• _SOURCE TEXT_:
※ ※ ※

Question

If \[ f(x) = 2 \left( \cos x + i \sin x \right) \left( \cos 3x + i \sin 3x \right) \cdots \left( \cos (2n-1)x + i \sin (2n-1)x \right) \] where \( n \in \mathbb{N} \), then what is the value of \( f''(x) \) ?

• A. \( -n^2 f(x) \)
• B. \( n^2 f(x) \)
• C. \( -n^4 f(x) \)
• D. \( n^4 f(x) \)

Hint:

Products of exponential functions like \( e^{ikx} \) can be simplified using summation properties. Also, recall the sum of first \( n \) odd numbers is \( n^2 \). Differentiation of \( e^{ax} \) follows the chain rule, bringing down powers accordingly.

※ ※ ※

• _INFORMATION GIVEN_:
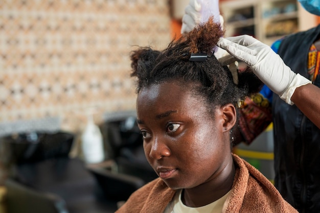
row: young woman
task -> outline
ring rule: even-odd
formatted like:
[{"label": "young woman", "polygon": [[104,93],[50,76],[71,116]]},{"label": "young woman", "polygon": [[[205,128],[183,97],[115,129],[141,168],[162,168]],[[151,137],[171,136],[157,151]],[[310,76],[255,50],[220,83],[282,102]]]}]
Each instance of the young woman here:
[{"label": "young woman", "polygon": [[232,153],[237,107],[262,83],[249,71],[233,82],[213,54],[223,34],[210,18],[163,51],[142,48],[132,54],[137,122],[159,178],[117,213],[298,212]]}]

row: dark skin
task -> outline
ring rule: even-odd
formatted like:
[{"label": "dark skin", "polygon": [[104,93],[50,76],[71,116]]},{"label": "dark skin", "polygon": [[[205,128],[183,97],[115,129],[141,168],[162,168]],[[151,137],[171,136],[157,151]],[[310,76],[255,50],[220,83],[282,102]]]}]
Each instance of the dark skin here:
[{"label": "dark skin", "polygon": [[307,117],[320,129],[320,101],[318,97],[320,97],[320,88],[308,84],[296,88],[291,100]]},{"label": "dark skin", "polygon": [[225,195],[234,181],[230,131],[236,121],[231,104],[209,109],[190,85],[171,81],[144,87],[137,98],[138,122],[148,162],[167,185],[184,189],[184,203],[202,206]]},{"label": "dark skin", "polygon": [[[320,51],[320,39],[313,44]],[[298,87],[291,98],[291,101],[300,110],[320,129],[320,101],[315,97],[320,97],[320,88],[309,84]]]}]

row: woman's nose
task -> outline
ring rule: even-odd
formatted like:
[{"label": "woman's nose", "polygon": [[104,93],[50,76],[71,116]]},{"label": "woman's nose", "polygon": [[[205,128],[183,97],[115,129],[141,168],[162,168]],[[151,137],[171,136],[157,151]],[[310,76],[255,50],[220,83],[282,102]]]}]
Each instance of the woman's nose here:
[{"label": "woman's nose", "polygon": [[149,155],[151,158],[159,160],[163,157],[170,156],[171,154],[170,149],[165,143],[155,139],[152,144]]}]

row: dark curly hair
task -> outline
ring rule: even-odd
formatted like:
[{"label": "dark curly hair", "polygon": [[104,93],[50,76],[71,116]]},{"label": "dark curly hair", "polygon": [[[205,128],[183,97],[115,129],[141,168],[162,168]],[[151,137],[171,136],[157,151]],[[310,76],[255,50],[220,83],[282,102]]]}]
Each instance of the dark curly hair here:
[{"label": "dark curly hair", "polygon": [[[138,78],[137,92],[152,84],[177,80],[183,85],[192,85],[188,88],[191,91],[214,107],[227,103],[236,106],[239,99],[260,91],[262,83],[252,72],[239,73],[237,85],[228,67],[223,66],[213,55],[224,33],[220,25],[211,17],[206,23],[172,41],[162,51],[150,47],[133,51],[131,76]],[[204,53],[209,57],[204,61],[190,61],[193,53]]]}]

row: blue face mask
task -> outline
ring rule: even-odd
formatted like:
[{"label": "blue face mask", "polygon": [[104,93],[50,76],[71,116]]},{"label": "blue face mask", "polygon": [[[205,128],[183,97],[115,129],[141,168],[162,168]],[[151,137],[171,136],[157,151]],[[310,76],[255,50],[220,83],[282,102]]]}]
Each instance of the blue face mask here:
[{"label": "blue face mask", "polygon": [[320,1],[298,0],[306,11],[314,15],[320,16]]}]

※ ※ ※

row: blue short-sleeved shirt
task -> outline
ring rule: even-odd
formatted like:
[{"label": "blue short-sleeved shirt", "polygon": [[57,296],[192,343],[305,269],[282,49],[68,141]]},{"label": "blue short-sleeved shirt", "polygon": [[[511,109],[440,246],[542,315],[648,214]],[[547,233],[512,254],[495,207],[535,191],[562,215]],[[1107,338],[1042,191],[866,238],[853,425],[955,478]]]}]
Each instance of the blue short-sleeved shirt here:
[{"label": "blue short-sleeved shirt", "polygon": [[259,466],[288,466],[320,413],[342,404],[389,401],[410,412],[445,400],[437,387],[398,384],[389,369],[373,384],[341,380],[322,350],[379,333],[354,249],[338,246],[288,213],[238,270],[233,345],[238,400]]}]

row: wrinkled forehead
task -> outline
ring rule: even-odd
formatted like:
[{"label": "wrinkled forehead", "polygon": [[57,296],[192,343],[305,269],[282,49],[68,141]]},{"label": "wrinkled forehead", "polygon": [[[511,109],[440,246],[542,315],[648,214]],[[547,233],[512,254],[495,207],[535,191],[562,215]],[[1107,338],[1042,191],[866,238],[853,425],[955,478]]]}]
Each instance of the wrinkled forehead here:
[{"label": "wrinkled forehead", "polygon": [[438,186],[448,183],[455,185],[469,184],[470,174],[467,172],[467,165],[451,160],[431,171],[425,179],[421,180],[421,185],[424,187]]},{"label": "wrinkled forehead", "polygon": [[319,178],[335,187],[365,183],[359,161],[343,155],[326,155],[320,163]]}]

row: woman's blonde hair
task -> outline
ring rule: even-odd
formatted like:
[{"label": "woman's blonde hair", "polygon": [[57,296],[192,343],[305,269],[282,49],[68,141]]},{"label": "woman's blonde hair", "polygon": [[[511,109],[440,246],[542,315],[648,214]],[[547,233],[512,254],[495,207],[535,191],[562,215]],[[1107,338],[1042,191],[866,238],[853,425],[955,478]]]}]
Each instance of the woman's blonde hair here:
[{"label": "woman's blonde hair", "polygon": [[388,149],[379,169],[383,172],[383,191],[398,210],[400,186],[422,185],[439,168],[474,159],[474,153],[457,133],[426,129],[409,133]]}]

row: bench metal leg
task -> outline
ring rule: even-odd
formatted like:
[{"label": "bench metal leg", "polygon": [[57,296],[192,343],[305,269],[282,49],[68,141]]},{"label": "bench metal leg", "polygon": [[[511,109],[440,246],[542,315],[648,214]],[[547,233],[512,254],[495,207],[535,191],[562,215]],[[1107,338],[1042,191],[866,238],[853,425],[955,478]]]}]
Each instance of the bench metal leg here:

※ ※ ※

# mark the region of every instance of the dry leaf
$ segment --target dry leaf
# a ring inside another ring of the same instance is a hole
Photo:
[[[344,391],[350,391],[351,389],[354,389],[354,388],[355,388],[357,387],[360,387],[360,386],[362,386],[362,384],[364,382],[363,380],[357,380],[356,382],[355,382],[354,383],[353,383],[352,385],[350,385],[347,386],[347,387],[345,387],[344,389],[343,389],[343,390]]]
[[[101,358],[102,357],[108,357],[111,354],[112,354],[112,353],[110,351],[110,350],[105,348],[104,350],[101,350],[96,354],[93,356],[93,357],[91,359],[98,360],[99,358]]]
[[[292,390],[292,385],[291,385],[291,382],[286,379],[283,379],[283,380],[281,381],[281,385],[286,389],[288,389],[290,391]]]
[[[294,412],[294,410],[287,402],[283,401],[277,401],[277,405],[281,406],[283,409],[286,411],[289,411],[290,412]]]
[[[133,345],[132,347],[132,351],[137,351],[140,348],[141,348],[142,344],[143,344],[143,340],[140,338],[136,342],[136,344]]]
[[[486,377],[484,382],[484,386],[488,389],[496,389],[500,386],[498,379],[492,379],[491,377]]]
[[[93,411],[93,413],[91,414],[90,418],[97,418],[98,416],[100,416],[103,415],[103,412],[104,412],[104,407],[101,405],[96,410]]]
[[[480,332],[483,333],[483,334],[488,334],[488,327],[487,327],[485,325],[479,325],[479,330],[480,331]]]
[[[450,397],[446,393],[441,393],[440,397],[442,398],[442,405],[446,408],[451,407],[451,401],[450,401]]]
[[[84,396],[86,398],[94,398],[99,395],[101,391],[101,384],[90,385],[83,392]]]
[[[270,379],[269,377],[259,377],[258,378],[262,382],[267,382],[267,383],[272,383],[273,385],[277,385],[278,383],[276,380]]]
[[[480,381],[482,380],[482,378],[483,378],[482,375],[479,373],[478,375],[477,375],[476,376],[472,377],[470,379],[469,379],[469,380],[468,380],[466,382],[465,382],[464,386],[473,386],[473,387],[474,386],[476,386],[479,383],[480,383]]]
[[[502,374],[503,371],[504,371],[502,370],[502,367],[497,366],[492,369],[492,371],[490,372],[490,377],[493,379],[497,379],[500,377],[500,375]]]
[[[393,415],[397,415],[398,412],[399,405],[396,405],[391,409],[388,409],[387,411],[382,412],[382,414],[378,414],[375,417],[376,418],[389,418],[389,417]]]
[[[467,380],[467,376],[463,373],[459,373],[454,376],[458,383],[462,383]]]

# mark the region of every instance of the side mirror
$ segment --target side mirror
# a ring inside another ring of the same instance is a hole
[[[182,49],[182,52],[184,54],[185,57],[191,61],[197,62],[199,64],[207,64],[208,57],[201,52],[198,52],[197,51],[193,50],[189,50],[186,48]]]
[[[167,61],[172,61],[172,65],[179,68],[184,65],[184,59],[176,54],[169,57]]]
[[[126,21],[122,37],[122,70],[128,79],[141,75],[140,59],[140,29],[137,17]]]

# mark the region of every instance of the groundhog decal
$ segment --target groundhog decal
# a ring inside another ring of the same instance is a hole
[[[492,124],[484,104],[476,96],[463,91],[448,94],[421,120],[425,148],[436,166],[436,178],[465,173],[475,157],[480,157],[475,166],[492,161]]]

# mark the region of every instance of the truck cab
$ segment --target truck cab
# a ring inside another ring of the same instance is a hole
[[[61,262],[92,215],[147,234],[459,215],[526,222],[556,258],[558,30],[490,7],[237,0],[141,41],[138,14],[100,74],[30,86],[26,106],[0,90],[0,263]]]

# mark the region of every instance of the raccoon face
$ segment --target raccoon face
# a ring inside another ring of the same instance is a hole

※ ※ ※

• _EXERCISE_: Copy verbatim the passage of the derivative problem above, from the words containing "Products of exponential" through "down powers accordingly.".

• _ANSWER FOR THE TASK_:
Products of exponential functions like \( e^{ikx} \) can be simplified using summation properties. Also, recall the sum of first \( n \) odd numbers is \( n^2 \). Differentiation of \( e^{ax} \) follows the chain rule, bringing down powers accordingly.